> [What is being asked]
Return every line in the rows below that contains the string "jacket". Matching is case-sensitive.

** start Raw records **

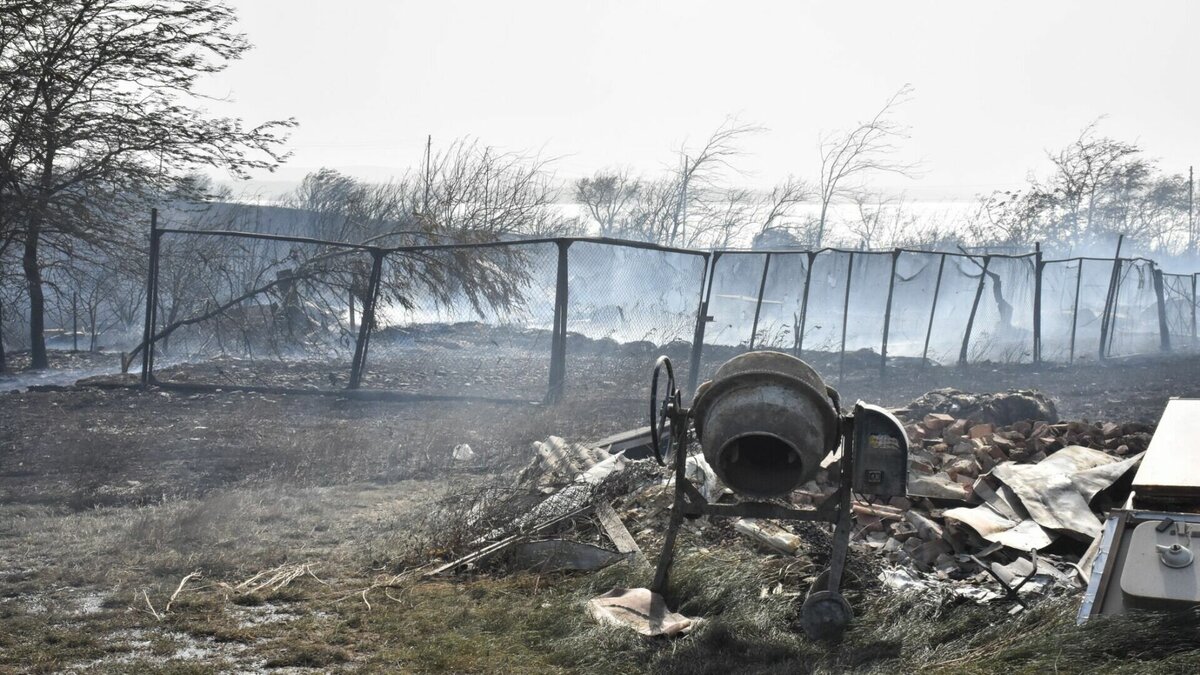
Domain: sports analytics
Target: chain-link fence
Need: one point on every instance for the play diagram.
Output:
(545, 318)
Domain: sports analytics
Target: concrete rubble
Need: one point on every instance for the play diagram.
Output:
(1000, 491)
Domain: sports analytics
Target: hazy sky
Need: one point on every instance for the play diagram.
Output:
(603, 84)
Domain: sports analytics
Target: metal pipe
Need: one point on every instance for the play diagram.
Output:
(845, 316)
(757, 306)
(933, 311)
(366, 321)
(151, 297)
(804, 305)
(1074, 310)
(975, 308)
(887, 315)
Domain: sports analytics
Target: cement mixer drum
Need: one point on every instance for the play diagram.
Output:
(765, 422)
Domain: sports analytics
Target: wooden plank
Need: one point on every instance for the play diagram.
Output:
(616, 531)
(1171, 465)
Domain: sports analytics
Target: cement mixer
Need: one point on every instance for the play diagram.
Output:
(765, 424)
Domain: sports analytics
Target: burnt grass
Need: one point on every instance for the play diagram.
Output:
(111, 496)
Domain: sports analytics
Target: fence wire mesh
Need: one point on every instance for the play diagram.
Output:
(1179, 306)
(490, 321)
(465, 322)
(1134, 327)
(256, 312)
(625, 306)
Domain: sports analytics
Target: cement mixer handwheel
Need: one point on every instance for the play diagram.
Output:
(660, 410)
(825, 615)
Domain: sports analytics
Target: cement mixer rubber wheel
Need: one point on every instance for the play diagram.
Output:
(825, 615)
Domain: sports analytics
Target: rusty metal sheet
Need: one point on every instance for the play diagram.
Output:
(1057, 490)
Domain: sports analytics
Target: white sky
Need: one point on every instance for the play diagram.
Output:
(625, 83)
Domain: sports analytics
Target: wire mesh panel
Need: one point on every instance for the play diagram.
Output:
(1003, 326)
(955, 296)
(868, 300)
(1059, 282)
(243, 311)
(827, 298)
(916, 284)
(1134, 327)
(625, 306)
(732, 297)
(1179, 305)
(779, 316)
(465, 322)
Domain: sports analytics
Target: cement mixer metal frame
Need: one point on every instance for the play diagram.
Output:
(825, 613)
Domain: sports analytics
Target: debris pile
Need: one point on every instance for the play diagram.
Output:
(1002, 500)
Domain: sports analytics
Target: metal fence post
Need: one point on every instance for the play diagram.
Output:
(151, 302)
(1110, 300)
(1164, 332)
(975, 308)
(1193, 310)
(1074, 310)
(887, 315)
(933, 311)
(1037, 303)
(757, 306)
(804, 305)
(558, 336)
(702, 318)
(845, 317)
(366, 321)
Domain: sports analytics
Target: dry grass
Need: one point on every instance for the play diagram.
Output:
(309, 578)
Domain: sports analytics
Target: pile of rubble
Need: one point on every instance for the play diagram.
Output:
(1001, 496)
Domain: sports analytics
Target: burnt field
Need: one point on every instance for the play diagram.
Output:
(240, 530)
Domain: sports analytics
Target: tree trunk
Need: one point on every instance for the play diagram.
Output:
(825, 207)
(36, 298)
(4, 362)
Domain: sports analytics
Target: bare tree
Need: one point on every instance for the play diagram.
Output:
(868, 148)
(609, 197)
(699, 172)
(99, 95)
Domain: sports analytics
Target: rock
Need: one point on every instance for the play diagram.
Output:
(936, 422)
(982, 431)
(1001, 410)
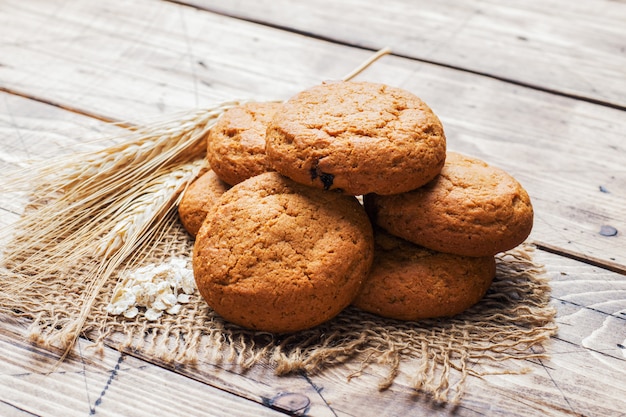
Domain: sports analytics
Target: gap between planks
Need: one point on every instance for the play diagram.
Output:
(569, 254)
(339, 42)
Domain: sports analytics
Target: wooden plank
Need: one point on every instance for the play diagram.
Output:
(103, 383)
(158, 58)
(589, 300)
(582, 377)
(570, 48)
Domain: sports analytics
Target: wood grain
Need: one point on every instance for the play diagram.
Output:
(572, 49)
(161, 58)
(101, 383)
(582, 377)
(66, 66)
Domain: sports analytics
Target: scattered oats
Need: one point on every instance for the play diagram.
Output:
(153, 289)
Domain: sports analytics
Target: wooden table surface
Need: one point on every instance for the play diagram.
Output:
(537, 87)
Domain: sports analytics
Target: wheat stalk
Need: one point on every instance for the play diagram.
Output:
(131, 220)
(75, 194)
(106, 203)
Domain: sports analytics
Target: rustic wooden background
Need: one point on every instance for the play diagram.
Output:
(535, 87)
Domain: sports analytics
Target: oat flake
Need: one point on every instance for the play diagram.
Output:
(153, 289)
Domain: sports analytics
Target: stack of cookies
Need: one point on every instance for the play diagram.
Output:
(284, 243)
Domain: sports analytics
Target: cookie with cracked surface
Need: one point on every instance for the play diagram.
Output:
(470, 209)
(278, 256)
(410, 282)
(358, 137)
(198, 199)
(236, 144)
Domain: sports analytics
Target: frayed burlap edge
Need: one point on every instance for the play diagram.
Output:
(508, 326)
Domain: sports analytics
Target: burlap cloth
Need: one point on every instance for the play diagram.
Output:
(504, 329)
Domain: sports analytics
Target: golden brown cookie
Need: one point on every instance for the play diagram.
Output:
(198, 199)
(357, 137)
(409, 282)
(278, 256)
(236, 144)
(470, 209)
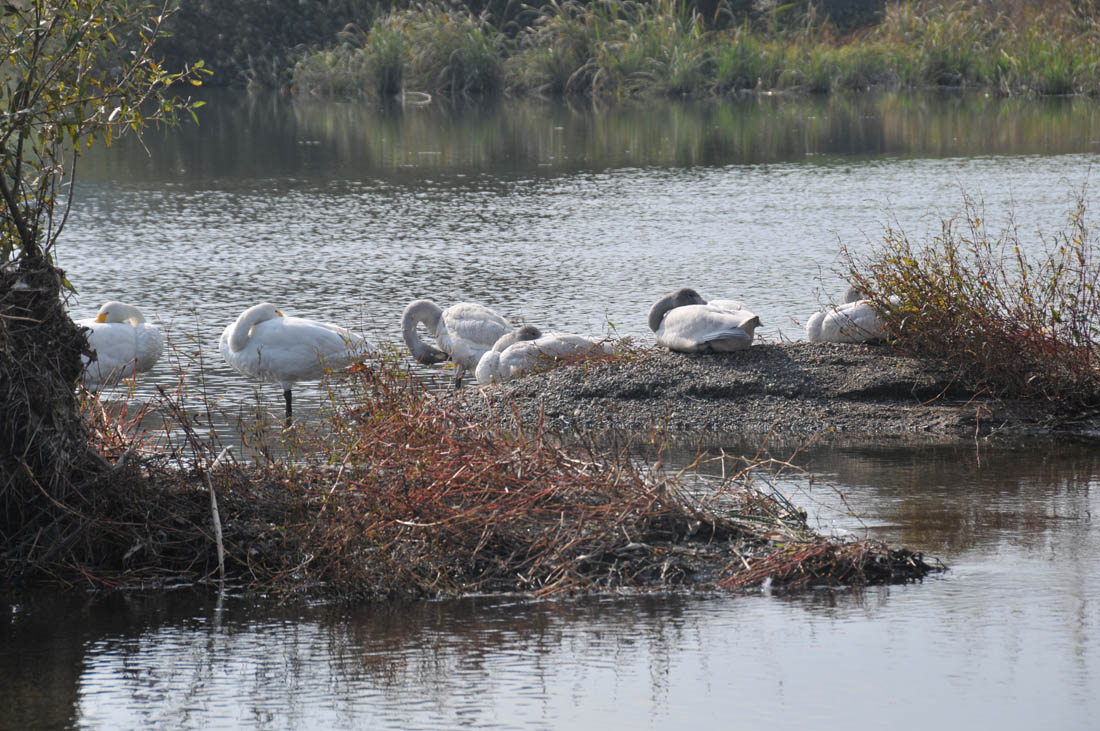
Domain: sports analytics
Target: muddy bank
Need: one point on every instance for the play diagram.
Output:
(788, 387)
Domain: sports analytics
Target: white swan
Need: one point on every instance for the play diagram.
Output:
(526, 350)
(854, 321)
(264, 344)
(123, 343)
(463, 333)
(685, 322)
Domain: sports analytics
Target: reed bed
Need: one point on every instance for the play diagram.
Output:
(397, 495)
(626, 48)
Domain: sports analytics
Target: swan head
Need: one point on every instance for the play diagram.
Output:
(119, 312)
(526, 332)
(682, 297)
(240, 331)
(854, 294)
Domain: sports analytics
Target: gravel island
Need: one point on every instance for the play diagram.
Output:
(798, 387)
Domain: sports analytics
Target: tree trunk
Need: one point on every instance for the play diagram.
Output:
(44, 446)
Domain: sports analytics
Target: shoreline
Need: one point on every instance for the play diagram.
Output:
(793, 388)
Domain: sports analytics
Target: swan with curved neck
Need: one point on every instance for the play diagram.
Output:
(853, 321)
(526, 350)
(463, 333)
(122, 344)
(268, 346)
(685, 322)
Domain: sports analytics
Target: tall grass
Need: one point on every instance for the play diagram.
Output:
(1019, 325)
(620, 48)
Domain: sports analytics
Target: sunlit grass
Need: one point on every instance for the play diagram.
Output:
(624, 48)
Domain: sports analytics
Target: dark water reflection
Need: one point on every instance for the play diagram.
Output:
(1008, 639)
(578, 219)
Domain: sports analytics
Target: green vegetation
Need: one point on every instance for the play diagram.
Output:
(74, 73)
(1013, 325)
(620, 48)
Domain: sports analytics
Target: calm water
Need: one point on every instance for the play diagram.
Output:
(578, 220)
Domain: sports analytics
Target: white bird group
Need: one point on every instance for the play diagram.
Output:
(265, 345)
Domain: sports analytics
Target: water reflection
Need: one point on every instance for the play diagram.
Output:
(1013, 627)
(579, 219)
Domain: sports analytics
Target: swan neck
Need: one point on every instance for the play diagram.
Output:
(657, 312)
(242, 329)
(421, 311)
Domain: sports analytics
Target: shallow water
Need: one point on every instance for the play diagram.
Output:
(569, 220)
(1009, 639)
(576, 220)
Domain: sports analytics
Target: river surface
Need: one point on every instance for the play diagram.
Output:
(578, 220)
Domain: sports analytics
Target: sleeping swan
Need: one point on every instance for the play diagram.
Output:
(123, 343)
(685, 322)
(855, 321)
(264, 344)
(527, 350)
(463, 333)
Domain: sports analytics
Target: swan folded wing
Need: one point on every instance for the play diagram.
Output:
(729, 306)
(532, 356)
(706, 329)
(469, 332)
(853, 322)
(114, 345)
(150, 343)
(289, 350)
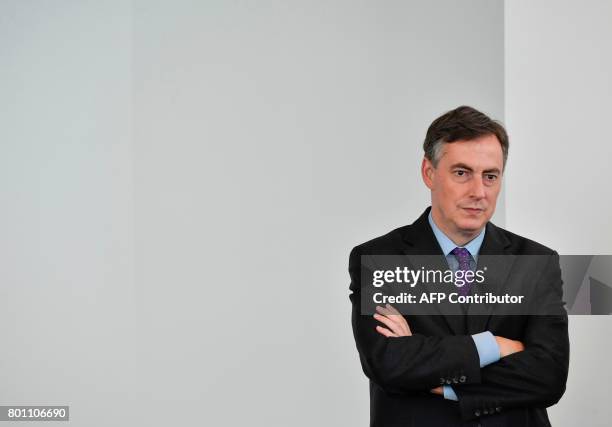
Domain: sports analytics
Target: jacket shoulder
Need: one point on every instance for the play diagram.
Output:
(520, 245)
(387, 244)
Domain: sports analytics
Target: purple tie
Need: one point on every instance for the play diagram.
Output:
(463, 256)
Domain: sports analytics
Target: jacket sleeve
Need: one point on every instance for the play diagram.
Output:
(535, 377)
(413, 363)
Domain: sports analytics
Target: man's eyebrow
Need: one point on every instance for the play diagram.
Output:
(494, 170)
(462, 166)
(468, 168)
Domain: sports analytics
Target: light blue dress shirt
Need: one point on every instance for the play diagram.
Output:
(486, 345)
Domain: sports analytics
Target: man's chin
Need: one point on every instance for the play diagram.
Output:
(471, 226)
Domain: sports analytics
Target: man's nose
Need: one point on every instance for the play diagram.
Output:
(477, 190)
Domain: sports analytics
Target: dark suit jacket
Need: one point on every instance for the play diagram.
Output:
(511, 392)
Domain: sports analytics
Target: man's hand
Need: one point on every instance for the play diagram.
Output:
(508, 346)
(438, 390)
(395, 322)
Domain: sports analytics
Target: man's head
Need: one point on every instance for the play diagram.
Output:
(465, 155)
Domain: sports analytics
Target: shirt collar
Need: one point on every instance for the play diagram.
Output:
(447, 245)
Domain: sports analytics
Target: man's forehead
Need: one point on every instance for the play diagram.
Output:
(482, 153)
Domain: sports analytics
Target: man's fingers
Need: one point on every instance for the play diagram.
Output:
(402, 328)
(389, 323)
(392, 309)
(386, 332)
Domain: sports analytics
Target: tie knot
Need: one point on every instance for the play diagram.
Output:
(461, 254)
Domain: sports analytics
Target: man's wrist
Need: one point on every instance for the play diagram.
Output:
(487, 347)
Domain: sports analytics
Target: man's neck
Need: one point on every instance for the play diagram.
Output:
(460, 238)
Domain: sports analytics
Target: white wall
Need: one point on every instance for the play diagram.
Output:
(558, 108)
(183, 183)
(66, 216)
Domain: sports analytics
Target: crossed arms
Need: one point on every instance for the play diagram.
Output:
(530, 373)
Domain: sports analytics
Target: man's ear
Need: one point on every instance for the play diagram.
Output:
(427, 173)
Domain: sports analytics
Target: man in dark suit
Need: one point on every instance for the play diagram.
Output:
(465, 367)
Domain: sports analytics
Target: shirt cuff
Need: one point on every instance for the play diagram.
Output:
(449, 393)
(487, 347)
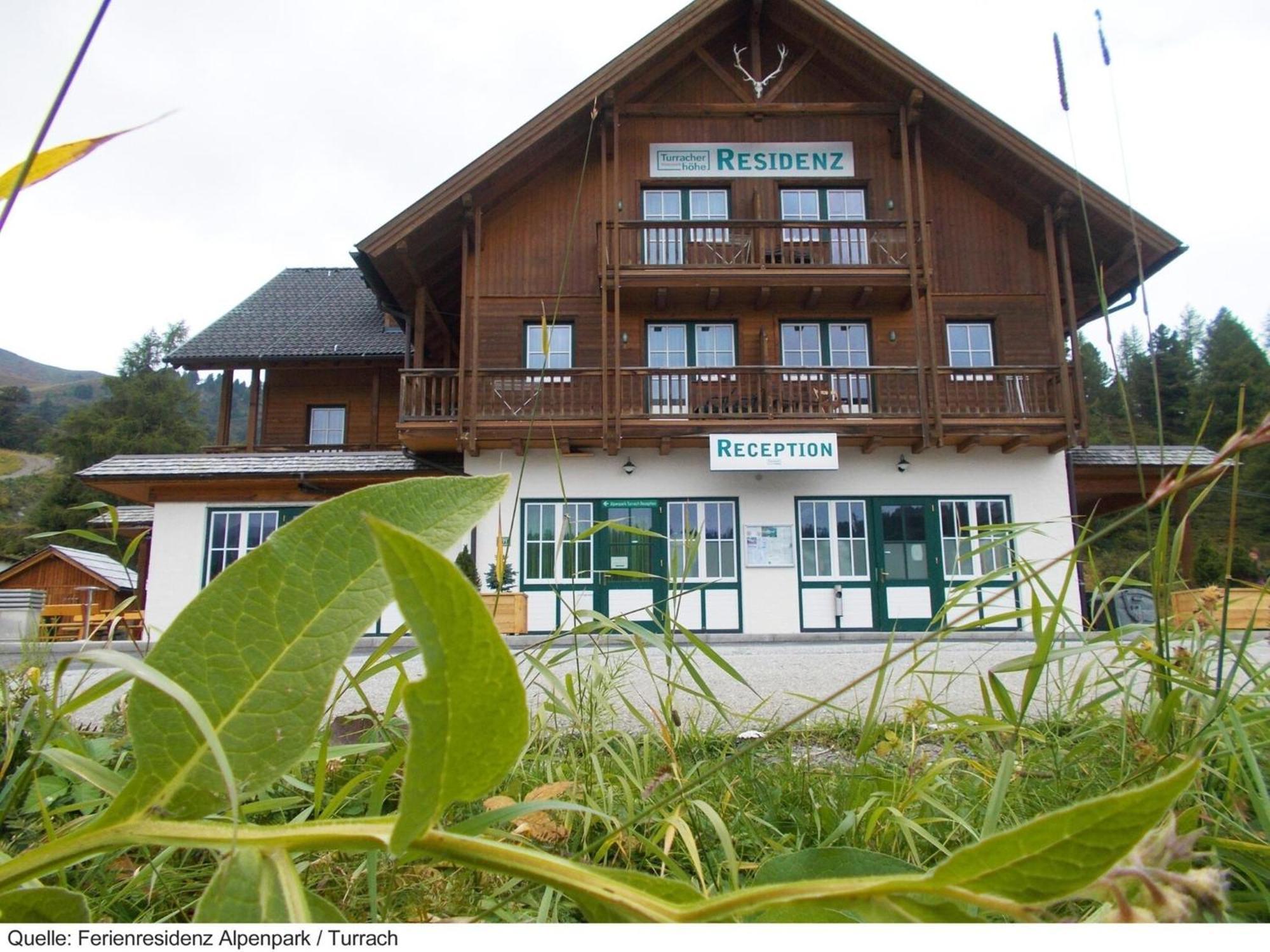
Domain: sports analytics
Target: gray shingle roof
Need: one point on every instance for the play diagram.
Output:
(110, 569)
(128, 516)
(200, 465)
(303, 313)
(1123, 455)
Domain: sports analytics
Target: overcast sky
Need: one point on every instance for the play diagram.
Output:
(302, 126)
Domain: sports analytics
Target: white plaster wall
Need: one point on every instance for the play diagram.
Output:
(1033, 479)
(177, 546)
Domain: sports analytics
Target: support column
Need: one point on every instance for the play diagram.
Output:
(1056, 312)
(915, 304)
(223, 420)
(253, 409)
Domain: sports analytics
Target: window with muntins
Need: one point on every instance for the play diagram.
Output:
(702, 541)
(834, 539)
(548, 348)
(971, 345)
(232, 535)
(557, 543)
(326, 426)
(975, 538)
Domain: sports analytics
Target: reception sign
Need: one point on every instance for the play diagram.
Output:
(751, 161)
(778, 451)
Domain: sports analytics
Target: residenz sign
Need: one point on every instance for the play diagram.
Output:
(751, 161)
(778, 451)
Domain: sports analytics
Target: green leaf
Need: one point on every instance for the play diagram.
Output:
(1059, 854)
(101, 777)
(255, 887)
(826, 864)
(596, 911)
(468, 715)
(44, 904)
(260, 648)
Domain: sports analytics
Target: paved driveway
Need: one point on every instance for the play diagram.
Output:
(783, 680)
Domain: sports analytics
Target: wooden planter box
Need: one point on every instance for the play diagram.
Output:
(511, 611)
(1247, 605)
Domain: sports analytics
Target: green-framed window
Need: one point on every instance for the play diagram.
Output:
(834, 539)
(232, 534)
(848, 246)
(558, 545)
(665, 244)
(973, 536)
(702, 540)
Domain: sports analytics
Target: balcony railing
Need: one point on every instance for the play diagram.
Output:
(827, 394)
(755, 244)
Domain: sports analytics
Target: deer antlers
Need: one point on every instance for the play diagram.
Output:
(760, 86)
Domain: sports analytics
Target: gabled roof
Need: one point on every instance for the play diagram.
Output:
(302, 314)
(1004, 152)
(102, 568)
(215, 465)
(1125, 455)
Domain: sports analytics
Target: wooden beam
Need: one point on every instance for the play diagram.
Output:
(784, 81)
(223, 418)
(727, 78)
(253, 409)
(750, 107)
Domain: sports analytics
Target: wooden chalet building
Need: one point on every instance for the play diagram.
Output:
(811, 328)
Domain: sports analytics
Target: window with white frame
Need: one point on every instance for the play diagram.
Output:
(326, 426)
(970, 345)
(834, 539)
(232, 535)
(702, 541)
(558, 543)
(548, 348)
(975, 538)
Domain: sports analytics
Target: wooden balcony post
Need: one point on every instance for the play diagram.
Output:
(223, 420)
(476, 345)
(1056, 310)
(601, 248)
(937, 406)
(463, 337)
(1065, 260)
(915, 304)
(253, 409)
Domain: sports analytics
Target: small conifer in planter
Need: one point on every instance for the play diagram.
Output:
(509, 578)
(468, 567)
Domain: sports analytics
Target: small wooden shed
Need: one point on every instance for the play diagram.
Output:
(69, 576)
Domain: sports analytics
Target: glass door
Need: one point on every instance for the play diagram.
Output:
(907, 576)
(846, 246)
(849, 347)
(667, 347)
(634, 563)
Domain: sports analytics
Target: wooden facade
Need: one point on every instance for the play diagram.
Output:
(963, 221)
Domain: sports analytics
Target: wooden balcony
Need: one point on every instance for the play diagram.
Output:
(758, 252)
(666, 407)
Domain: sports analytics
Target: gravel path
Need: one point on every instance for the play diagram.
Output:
(31, 465)
(783, 680)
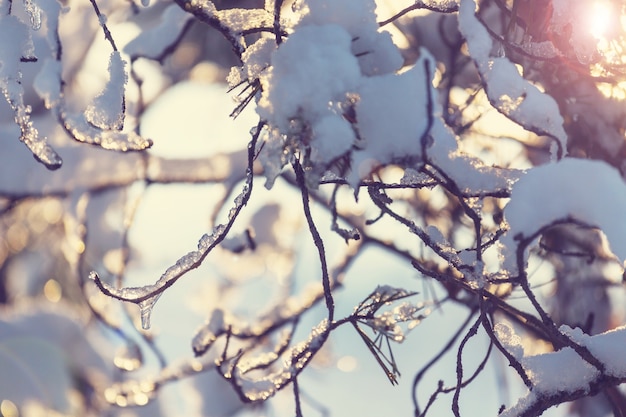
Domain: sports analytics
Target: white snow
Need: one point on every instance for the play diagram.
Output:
(151, 42)
(507, 90)
(588, 191)
(106, 111)
(564, 371)
(47, 83)
(313, 67)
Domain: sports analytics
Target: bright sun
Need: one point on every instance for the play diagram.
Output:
(601, 19)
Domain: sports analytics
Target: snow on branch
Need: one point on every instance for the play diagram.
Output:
(147, 296)
(507, 90)
(11, 86)
(591, 192)
(563, 376)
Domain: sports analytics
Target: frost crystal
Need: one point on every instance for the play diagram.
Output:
(507, 90)
(150, 43)
(330, 92)
(107, 110)
(13, 91)
(583, 190)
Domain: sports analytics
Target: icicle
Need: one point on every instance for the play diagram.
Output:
(83, 131)
(146, 310)
(34, 12)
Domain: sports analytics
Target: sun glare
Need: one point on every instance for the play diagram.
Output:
(601, 19)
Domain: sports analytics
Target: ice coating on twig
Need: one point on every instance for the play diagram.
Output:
(507, 90)
(13, 91)
(106, 111)
(587, 191)
(83, 131)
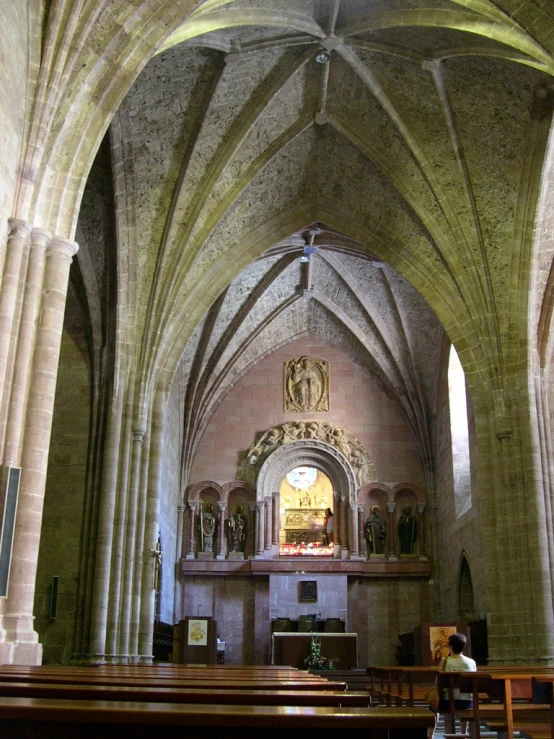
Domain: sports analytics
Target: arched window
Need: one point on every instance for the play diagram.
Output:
(158, 584)
(459, 434)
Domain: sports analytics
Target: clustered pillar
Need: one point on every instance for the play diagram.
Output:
(32, 304)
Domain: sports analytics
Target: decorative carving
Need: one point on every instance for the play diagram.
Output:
(407, 531)
(237, 530)
(207, 524)
(294, 431)
(375, 532)
(306, 385)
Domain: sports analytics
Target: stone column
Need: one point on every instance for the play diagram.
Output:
(354, 530)
(193, 507)
(260, 520)
(251, 533)
(392, 550)
(362, 549)
(178, 557)
(221, 538)
(152, 517)
(25, 343)
(276, 518)
(18, 239)
(420, 509)
(336, 517)
(124, 620)
(268, 500)
(21, 641)
(105, 536)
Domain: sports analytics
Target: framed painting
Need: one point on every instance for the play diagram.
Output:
(307, 591)
(197, 632)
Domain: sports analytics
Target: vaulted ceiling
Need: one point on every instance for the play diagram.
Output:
(403, 139)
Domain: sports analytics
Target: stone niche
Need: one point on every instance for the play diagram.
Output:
(332, 592)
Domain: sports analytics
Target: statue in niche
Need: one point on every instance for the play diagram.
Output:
(237, 530)
(340, 440)
(307, 385)
(207, 528)
(375, 532)
(361, 465)
(407, 531)
(294, 430)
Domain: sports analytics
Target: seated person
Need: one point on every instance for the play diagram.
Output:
(456, 662)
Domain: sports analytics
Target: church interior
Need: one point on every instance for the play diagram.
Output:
(275, 325)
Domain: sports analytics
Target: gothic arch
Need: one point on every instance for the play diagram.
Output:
(306, 452)
(196, 490)
(237, 486)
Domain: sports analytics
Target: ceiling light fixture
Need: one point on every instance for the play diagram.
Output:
(323, 56)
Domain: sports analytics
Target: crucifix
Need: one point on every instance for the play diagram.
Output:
(157, 554)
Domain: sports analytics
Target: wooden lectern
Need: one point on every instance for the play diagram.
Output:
(195, 641)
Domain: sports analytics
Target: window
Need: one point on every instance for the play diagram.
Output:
(459, 434)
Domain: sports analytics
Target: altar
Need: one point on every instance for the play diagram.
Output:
(292, 648)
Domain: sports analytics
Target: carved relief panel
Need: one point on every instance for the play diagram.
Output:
(306, 383)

** end Raw records **

> [Expected output]
Target: jacket shoulder
Target: jacket sleeve
Target: dark suit jacket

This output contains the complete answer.